MATERIAL FOR THE TASK
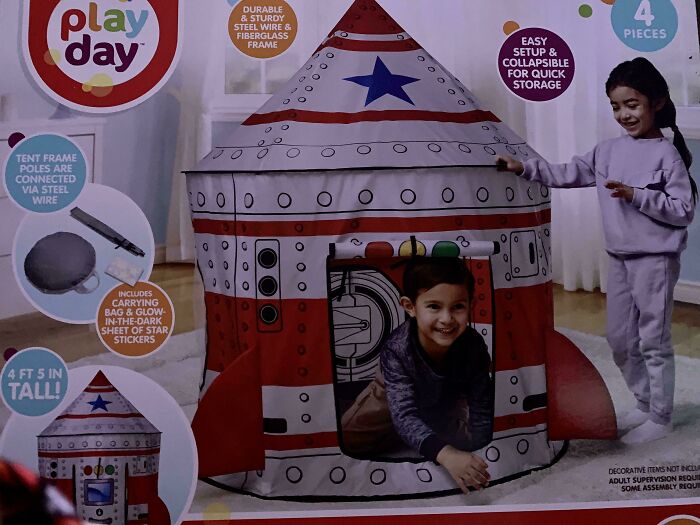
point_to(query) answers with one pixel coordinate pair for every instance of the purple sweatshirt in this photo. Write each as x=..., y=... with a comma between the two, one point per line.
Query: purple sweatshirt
x=656, y=219
x=424, y=402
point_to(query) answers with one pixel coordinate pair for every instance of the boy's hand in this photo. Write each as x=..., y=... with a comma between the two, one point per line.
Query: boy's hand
x=620, y=191
x=467, y=469
x=509, y=164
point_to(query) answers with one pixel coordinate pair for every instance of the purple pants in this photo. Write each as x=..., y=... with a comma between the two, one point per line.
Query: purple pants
x=639, y=305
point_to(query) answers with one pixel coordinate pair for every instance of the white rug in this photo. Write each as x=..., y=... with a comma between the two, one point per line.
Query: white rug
x=580, y=476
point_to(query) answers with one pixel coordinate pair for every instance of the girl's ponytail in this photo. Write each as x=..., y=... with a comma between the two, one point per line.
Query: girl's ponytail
x=666, y=118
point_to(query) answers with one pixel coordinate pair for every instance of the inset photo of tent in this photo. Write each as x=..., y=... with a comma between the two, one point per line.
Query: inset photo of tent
x=103, y=455
x=371, y=154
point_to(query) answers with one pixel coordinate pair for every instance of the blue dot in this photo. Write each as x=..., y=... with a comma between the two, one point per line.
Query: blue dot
x=45, y=173
x=34, y=382
x=645, y=25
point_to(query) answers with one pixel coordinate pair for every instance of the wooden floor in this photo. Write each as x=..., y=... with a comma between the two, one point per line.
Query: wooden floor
x=582, y=311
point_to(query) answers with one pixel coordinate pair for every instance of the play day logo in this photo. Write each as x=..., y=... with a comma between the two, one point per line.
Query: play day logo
x=101, y=55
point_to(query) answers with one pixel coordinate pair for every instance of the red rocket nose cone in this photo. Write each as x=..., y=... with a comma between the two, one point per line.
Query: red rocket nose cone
x=100, y=380
x=369, y=18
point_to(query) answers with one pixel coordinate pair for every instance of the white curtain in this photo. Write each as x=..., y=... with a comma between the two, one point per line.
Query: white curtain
x=559, y=129
x=195, y=80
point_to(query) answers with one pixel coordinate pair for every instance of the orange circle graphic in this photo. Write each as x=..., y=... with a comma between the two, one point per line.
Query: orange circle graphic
x=262, y=28
x=134, y=321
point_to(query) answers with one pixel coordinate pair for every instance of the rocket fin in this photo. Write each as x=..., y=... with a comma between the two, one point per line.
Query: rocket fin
x=158, y=513
x=228, y=425
x=578, y=402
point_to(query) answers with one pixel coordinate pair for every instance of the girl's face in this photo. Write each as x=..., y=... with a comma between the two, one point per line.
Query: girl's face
x=442, y=315
x=635, y=112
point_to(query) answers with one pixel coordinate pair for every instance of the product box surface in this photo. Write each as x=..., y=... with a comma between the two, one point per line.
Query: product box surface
x=304, y=260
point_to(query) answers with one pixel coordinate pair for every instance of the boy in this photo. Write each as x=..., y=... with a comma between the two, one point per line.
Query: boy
x=431, y=365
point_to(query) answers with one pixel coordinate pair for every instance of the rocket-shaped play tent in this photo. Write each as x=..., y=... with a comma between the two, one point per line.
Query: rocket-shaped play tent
x=371, y=153
x=103, y=454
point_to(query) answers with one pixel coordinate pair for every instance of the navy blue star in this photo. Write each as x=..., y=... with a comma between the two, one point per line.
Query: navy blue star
x=99, y=403
x=383, y=82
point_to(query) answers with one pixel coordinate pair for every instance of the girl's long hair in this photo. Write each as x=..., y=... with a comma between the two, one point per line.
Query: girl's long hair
x=641, y=75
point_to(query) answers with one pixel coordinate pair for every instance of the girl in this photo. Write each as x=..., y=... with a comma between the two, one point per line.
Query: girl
x=647, y=200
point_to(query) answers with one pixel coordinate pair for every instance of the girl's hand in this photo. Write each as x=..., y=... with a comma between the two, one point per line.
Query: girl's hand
x=620, y=191
x=509, y=164
x=467, y=469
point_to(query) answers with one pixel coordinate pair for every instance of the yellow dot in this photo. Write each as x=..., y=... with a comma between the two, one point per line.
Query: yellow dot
x=100, y=85
x=510, y=26
x=52, y=57
x=406, y=249
x=215, y=512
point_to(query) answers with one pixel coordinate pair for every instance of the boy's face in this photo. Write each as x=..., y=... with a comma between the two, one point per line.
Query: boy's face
x=441, y=313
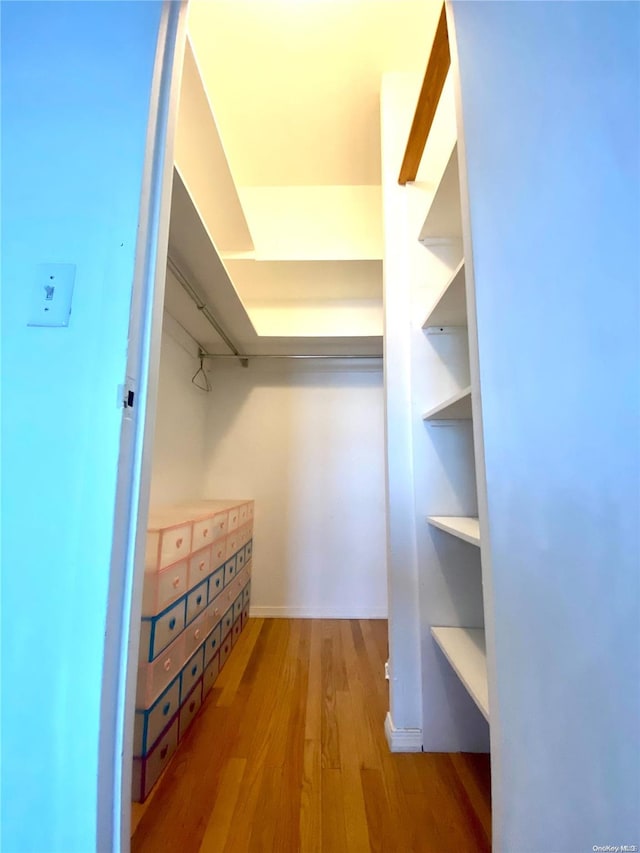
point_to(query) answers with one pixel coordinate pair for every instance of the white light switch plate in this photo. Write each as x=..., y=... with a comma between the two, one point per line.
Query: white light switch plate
x=51, y=295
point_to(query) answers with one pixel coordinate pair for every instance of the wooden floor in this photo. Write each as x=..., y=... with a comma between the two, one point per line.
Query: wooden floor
x=288, y=754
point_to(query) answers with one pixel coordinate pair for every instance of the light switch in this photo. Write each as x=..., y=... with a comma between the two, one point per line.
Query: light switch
x=51, y=295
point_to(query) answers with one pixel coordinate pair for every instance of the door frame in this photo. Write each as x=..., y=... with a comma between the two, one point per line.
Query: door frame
x=124, y=606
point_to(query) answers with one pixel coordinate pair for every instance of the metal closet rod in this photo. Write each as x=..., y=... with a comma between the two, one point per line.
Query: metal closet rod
x=202, y=306
x=206, y=312
x=247, y=356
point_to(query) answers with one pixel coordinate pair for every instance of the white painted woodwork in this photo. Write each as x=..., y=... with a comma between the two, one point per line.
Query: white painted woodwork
x=450, y=308
x=437, y=476
x=464, y=648
x=201, y=158
x=466, y=528
x=554, y=221
x=287, y=325
x=455, y=407
x=442, y=221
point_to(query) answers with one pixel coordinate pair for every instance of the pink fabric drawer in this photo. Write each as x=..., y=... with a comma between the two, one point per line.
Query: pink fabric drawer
x=210, y=675
x=225, y=649
x=235, y=631
x=164, y=587
x=200, y=567
x=234, y=518
x=167, y=545
x=233, y=544
x=218, y=553
x=146, y=771
x=189, y=709
x=191, y=672
x=154, y=676
x=196, y=632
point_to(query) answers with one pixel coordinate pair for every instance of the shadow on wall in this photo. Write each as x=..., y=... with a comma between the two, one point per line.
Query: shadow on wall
x=306, y=442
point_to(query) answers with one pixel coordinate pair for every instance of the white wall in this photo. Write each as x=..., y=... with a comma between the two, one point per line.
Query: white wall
x=307, y=444
x=76, y=79
x=550, y=104
x=179, y=442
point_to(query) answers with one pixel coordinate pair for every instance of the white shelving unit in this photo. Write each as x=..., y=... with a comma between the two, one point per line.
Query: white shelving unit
x=465, y=528
x=446, y=450
x=465, y=650
x=450, y=308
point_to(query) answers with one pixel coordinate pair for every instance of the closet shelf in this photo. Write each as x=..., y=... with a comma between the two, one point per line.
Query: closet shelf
x=443, y=222
x=465, y=650
x=450, y=308
x=465, y=528
x=457, y=407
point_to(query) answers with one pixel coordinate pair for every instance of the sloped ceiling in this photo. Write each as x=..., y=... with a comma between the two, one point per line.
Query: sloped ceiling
x=295, y=84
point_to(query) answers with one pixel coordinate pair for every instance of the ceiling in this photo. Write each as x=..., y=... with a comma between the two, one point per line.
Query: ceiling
x=295, y=84
x=278, y=151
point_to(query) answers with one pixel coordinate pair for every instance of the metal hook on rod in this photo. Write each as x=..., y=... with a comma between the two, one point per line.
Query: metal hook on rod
x=200, y=378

EXERCISE AIM
With the pictures left out, output all the entries exactly.

EXERCISE RESULT
point_to(query) answers with one pixel coordinate pair for every instance of the purple sweatshirt in this photo. Write each as x=..., y=... with a comma between the two, one point per line.
Query: purple sweatshirt
x=656, y=219
x=424, y=402
point_to(query) answers with one pixel coordinate pair for every instance of the boy's hand in this photo. Write each as x=..., y=... with a comma between the two, one point per line.
Query: boy's hand
x=620, y=191
x=467, y=469
x=509, y=164
point_to(query) answers with one pixel coordinate pair for every instance of the purple pants in this photo. Write each as x=..., y=... with a comma between the two, one point per line.
Query: purple pants
x=639, y=305
point_to(query) answers with one pixel coordinate pair for every instance of the white rug in this photo. Write each as x=..., y=... with a comma between the two, one point per line.
Query: white rug
x=580, y=476
point_to(query) answers with one pixel coordinate pair for every instance of the girl's ponytail in this photo. Write each as x=..., y=... with a comma between the two, one point per line.
Query: girl's ponytail
x=666, y=118
point_to(query) answers with one pixel coordinate pair for every instance of the inset photo of tent in this photo. Write each as x=..., y=... with a comma between the two, one point per line.
Query: inset photo of tent
x=103, y=455
x=371, y=154
point_to(query) answers with one pixel coordinate pair for every instance of the blue dot in this photo. Write each as x=..., y=... with a comma between the two, one point per line.
Query: blue dot
x=45, y=173
x=34, y=382
x=645, y=25
point_to(query) answers with one pixel coordinate pair for every instance of the wooden floor in this photo. Write each as x=..., y=... with a comma between the two, one point per line.
Query: wooden floor
x=582, y=311
point_to(query) answers with one pixel coordinate pair for every instance of the play day logo in this photo. Write each as x=..., y=... with a comma between the two, one point per line.
Query: play day logo
x=101, y=55
point_to(query) answers with one pixel coordinate pair for every instance of the red rocket nose cone in this photo. Write each as x=..., y=... with a comma between the two, one point per line.
Query: red rocket nose cone
x=100, y=380
x=369, y=18
point_to(query) answers with one pixel coordinate pair for every instance of the white curtain in this photo. Write each as x=..., y=... with a comma between the two, one point per line.
Query: white curtain
x=559, y=129
x=195, y=80
point_to(query) answers with one pixel coordinate pair for every instance of the orange circle graphic in this photo. Write each as x=..., y=... with a comma between the two, one point per line.
Query: orange circle graphic
x=262, y=28
x=134, y=321
point_to(query) answers with one pixel coordinate pair for every instance of the rocket fin in this photo. Write each as x=..., y=... with a comma between the two, one point per line.
Query: rocket fin
x=158, y=513
x=228, y=425
x=578, y=402
point_to(query) answers with one pixel coordinate pair for every instance of the girl's face in this photo. Write each as x=..., y=... with a comma between the two, one point per line.
Query: girl's face
x=442, y=315
x=635, y=112
point_to(query) answers with one pixel coordinate pair for every instance of the product box surface in this photo. Write each as x=..., y=... with a comma between the two, one point per line.
Query: product box surface
x=304, y=260
point_to(query) answers with one pixel coordinate pair for every instance of the boy in this photo. Write each as x=..., y=... with a comma between the two, one point per line.
Query: boy
x=431, y=365
point_to(query) answers with one pixel coordinate pair for every instance of the rocket-shaped play tent in this photo. Write each as x=..., y=... with a comma between the two, one point per line.
Query: rocket-shaped play tent
x=371, y=153
x=103, y=454
point_to(query) answers with one pixel coordinate pair for every instance of the navy blue star in this photo. Write each as x=..., y=... with a comma between the two, one point per line.
Query: navy blue star
x=99, y=403
x=383, y=82
point_to(query) answers with one pixel coordinate pair for every instance of the girl's long hair in this photo. Write each as x=..., y=... with a comma between the two, one point per line.
Query: girl's long hair
x=641, y=75
point_to(query) answers with one pixel coordinate pair for every instance of the girl in this photo. Write each as x=..., y=... with a comma between the two, one point per line.
Query: girl
x=647, y=200
point_to(query) answers with one pixel coordinate pair for every instance of the girl's hand in this photo. Write each as x=..., y=... with a comma between the two, one point per line.
Query: girl's hand
x=620, y=191
x=509, y=164
x=467, y=469
point_to(query) answers with one pixel coordinate pair for every instance of the yellow dot in this photo. Write each as x=..., y=... with a comma between the two, one point per line.
Query: yellow dot
x=100, y=85
x=510, y=26
x=52, y=57
x=406, y=249
x=215, y=512
point_to(query) answers with one pixel coordinate pair for every instance of the boy's face in this photo. Write each as x=..., y=... with a comma between the two, one point per line.
Query: boy's face
x=441, y=313
point_to(query) answers with one pixel coordinate pair for every instance of the white light switch plate in this photo. Write each as x=..., y=... with a comma between the two, one point per line.
Query: white light switch plate
x=51, y=295
point_to(query) answers with one pixel coordinate pair for every instance of the wooden floor in this photo. Write each as x=..., y=... with a comma between the two, one point per line.
Query: wooden floor
x=288, y=754
point_to(query) answers with one pixel coordinate pair for every instance of the light switch in this photo. Write each as x=..., y=... with a comma between the two, one point per line.
Query: light switch
x=51, y=295
point_to(query) answers with one pixel coordinate pair for every instance of the door frame in this photo. Write each as x=..., y=... with a comma between the two, one point per line.
Query: door frame
x=124, y=606
point_to(query) answers with one pixel coordinate pair for every instance of the metal closet rod in this photo. Write each as x=..., y=... with a comma between the two, one point per line.
Query: metal closet rod
x=202, y=306
x=206, y=312
x=247, y=356
point_to(query) answers with one pixel coordinate pair for every instance of the white painted woodwork in this photo. Write each as x=..., y=... with a comma between the two, one point per line.
Query: white painted woodwork
x=450, y=308
x=437, y=476
x=464, y=648
x=201, y=158
x=466, y=528
x=554, y=221
x=287, y=325
x=455, y=407
x=442, y=221
point_to(query) answers with one pixel coordinate pair for every instance of the pink fabric drawer in this photo. Write each as x=..., y=... with a comma between the two, one point per line.
Query: pink fabric drawer
x=210, y=675
x=225, y=649
x=235, y=631
x=164, y=587
x=200, y=567
x=234, y=518
x=167, y=545
x=233, y=544
x=218, y=553
x=146, y=771
x=189, y=709
x=191, y=672
x=154, y=676
x=196, y=632
point_to(query) answers with one pixel coordinate pair for every instance of the shadow on wall in this photo. Write each as x=..., y=... with a comma between the two, one point per line.
Query: shadow on wall
x=306, y=442
point_to(query) answers with one pixel coordinate pair for every instance of the white wall in this photo. Write each as x=..., y=... with a comma between the two, one point per line.
Query: white wall
x=307, y=444
x=76, y=79
x=550, y=104
x=179, y=442
point_to(query) answers with one pixel coordinate pair for every instance of the white shelving unit in this photo. Write each as x=..., y=... with a comma between the two, one point per line.
Query: white shelving unit
x=465, y=528
x=446, y=450
x=465, y=650
x=450, y=308
point_to(query) answers with one pixel coordinate pair for every instance of the closet shelf in this photo. Write each as x=..., y=... with a comma between the two, one point per line.
Query: closet shelf
x=443, y=222
x=465, y=650
x=450, y=308
x=465, y=528
x=457, y=407
point_to(query) answers with one pixel coordinate pair for every instance of the sloped ceiling in this photo. Write each as x=..., y=... with a comma between the two, one point per line.
Query: sloped ceiling
x=295, y=84
point_to(query) answers with one pixel coordinate pair for every instance of the ceiling in this photo. Write each as x=..., y=... with a comma between the two, one point per line.
Query: ceiling
x=295, y=84
x=278, y=151
point_to(query) answers with one pixel coordinate pair for every instance of the metal hook on rod in this photo. Write each as x=..., y=... with a comma between the two, one point per line.
Query: metal hook on rod
x=200, y=378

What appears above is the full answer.